Work to be completed:
Copy out everything in the passage on playing through bone injuries, from "Athletes play with" down to "overtime of Game 1.", word for word.

Text section:
Content starts

Sure, why not? People play with bone contusions, stress reactions, stress fractures, non displaced fractures, etc. all the time. They are all along a spectrum of the same thing. Small microscopic fractures of the bone trabeculae (contusion/reaction), it gets a little more serious and you may see a fracture line macroscopically on X-ray or MRI (stress fracture), and then the displaced fractures that often eventually you can't play with and need surgery. The distinctions are very blurred until the end stage when the fracture is obvious.
Athletes play with pain all the time, often quite well. Of course there is a point at which eventually they can't continue, but it wouldn't surprise me at all if Kyrie already had a stress reaction/stress fracture of his inferior patella that was diagnosed as "proximal patellar tendinitis with some abnormal bone marrow edema at the inferior patella" (essentially "jumpers knee"), and eventually that inflamed piece of bone completely broke loose in overtime of Game 1.
Painful, sure. But not unstable or painful enough to prevent him from potentially playing well until now.
As far as what the team docs told the team and what they told Kyrie. who knows. Not always the same thing. Professional sports medicine is high stakes, and there are often conflicts of interest. Players' long term best interest is not always top priority unfortunately (they should probably get second opinions more than they do).

Content ends

Data section:
Content starts

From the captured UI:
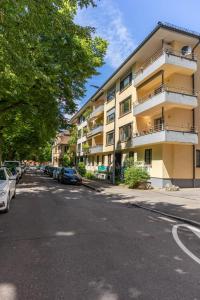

Content ends

Answer area:
Athletes play with pain all the time, often quite well. Of course there is a point at which eventually they can't continue, but it wouldn't surprise me at all if Kyrie already had a stress reaction/stress fracture of his inferior patella that was diagnosed as "proximal patellar tendinitis with some abnormal bone marrow edema at the inferior patella" (essentially "jumpers knee"), and eventually that inflamed piece of bone completely broke loose in overtime of Game 1.